Exercise set:
1/ From the health spending passage, extract the words from "Inequality also plays" to "been hollowed out.".
2/ Continue the health spending passage beyond its final sentence.

Exercise text:
------------------------------------------------
The seven-hospital St. Joseph system lowered its operating margin and projects it will cut $60 million from next year's budget, about 7% of its revenue. The William Beaumont Hospital system, which traditionally attracted well-insured patients at its hospitals in the affluent suburbs of Grosse Pointe and Royal Oak, reported its first net loss last year.
Inequality also plays a major role here. Health costs may seem astronomical because most workers' contributions to their sectors' productivity have been captured by their top managers:
Globalization is making U.S. companies more productive, but the benefits are mostly being enjoyed by the C-suite. The middle class, meanwhile, is struggling to find work, and many of the jobs available are poorly paid. . . . [T]echnology has had a “polarizing” impact on the U.S. work force – it has made people at the top . . . better paid and hasn’t had much effect on the “hands-on” jobs at the bottom of the labor force. But opportunities and salaries in the middle have been hollowed out.
To the extent US workers are competing head-to-head with those in less developed countries, they can expect their health benefits (like their wages) to converge with their competitors'. Wasunna and Callahan have described the stark features of those catch-as-catch-can, cash-based systems. Journalistic accounts also give a sense of how bleak a "low health costs" equilibrium can get. A doctor in China might refuse to fix a grandmother's broken hip until she deeds over the family home; hospitals may balance the benefits of rationed care against the risk of angry mobs. That is cost-containment with a vengeance.
A Humane Endgame for Global Rebalancing
So, to recap: we are in the midst of a global rebalancing of purchasing power. Maybe Americans spend too much on health care, but our trade and budget deficits, and consumer debts, indicate we spend too much on many things. That borrowing isn't mere profligacy; rather, it reflects a deeper pathology in our economy. Whether we solve that pathology by becoming more export-oriented, or autarkic, a few humane groundrules should govern future discussion of America's economic possibilities, and the place of health spending in them.
------------------------------------------------
[Point-per-instance localization data]
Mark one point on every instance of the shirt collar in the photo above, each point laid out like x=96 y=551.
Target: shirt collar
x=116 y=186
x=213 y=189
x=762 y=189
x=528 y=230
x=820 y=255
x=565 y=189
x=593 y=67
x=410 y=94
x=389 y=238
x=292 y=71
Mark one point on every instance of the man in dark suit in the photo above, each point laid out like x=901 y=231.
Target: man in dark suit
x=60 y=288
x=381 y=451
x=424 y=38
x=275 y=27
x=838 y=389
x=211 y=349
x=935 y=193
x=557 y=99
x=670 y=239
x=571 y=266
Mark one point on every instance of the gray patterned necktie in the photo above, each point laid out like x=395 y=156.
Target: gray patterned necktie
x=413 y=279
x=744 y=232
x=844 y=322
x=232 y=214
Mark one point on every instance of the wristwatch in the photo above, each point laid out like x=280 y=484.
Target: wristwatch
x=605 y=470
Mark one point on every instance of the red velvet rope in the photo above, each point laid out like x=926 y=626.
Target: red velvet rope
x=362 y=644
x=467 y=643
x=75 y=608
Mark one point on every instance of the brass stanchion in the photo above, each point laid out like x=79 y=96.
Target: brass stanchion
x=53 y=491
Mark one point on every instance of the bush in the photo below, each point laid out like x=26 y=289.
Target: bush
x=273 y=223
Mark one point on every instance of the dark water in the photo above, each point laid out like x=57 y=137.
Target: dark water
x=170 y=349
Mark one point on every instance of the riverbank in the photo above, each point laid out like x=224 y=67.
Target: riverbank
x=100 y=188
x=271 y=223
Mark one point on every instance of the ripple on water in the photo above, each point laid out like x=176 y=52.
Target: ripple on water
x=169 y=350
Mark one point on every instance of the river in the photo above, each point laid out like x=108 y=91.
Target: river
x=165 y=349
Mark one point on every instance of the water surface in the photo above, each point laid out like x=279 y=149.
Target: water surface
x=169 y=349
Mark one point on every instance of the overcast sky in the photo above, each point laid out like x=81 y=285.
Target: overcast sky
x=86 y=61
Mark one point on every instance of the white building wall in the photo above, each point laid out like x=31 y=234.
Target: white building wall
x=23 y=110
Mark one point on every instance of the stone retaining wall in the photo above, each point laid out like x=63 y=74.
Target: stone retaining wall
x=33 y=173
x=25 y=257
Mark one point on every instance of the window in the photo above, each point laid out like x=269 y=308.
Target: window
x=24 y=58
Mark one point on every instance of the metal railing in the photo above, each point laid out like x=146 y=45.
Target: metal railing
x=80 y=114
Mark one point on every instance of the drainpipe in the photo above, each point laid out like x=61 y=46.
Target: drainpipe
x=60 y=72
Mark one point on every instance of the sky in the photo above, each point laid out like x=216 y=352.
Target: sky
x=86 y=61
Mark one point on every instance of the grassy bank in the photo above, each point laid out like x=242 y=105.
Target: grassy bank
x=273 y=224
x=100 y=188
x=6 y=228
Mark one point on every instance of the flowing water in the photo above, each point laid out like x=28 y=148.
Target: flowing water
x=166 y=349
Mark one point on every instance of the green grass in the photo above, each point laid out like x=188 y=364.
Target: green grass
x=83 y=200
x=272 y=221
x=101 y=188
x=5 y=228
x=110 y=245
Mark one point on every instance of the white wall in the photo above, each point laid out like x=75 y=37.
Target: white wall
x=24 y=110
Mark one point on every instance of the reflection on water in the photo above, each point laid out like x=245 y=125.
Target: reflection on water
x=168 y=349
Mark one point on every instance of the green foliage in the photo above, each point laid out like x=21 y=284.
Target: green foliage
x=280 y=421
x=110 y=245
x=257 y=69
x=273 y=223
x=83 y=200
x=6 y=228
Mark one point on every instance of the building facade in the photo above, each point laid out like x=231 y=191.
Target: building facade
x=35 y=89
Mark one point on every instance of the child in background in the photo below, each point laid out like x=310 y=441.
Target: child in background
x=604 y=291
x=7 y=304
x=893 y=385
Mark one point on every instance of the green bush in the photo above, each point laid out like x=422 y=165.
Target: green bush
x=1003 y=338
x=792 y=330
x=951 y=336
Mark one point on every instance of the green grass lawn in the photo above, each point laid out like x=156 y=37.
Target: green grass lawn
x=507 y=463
------------------------------------------------
Answers for each item:
1/
Inequality also plays a major role here. Health costs may seem astronomical because most workers' contributions to their sectors' productivity have been captured by their top managers:
Globalization is making U.S. companies more productive, but the benefits are mostly being enjoyed by the C-suite. The middle class, meanwhile, is struggling to find work, and many of the jobs available are poorly paid. . . . [T]echnology has had a “polarizing” impact on the U.S. work force – it has made people at the top . . . better paid and hasn’t had much effect on the “hands-on” jobs at the bottom of the labor force. But opportunities and salaries in the middle have been hollowed out.

2/
In a global labor market, all workers gain when those at the bottom get more access to basic care. Today's managers confront workers with tough choices: "Strike, and you’re fired. Don’t strike, and your pay is probably going to be cut. Don’t like it? Sorry, we can open a plant abroad." If the plants abroad have to offer some kind of health care, that is at least one small buffer against a broader "race to the bottom."
Global rebalancing can be a positive sum game. But there have been painful transitions toward it, and these will only get more painful in the short run. That sacrifice must be shared. You should not propose a general reduction in health care spending to address the deficit without simultaneously proposing new revenues from those at the top of the winner-take-all economy.
Finally, let's focus on the real problem: wasted care, rather than some magic number of 10 or 20 or 30% of GDP going to the medical sector. If our cable TV, food, furniture, and other bills shrink over the coming years, and health care looms comparatively larger in our budgets, that's not necessarily a problem. Ask anyone who's been gravely ill: there's not much you can enjoy if you're in constant pain or discomfort.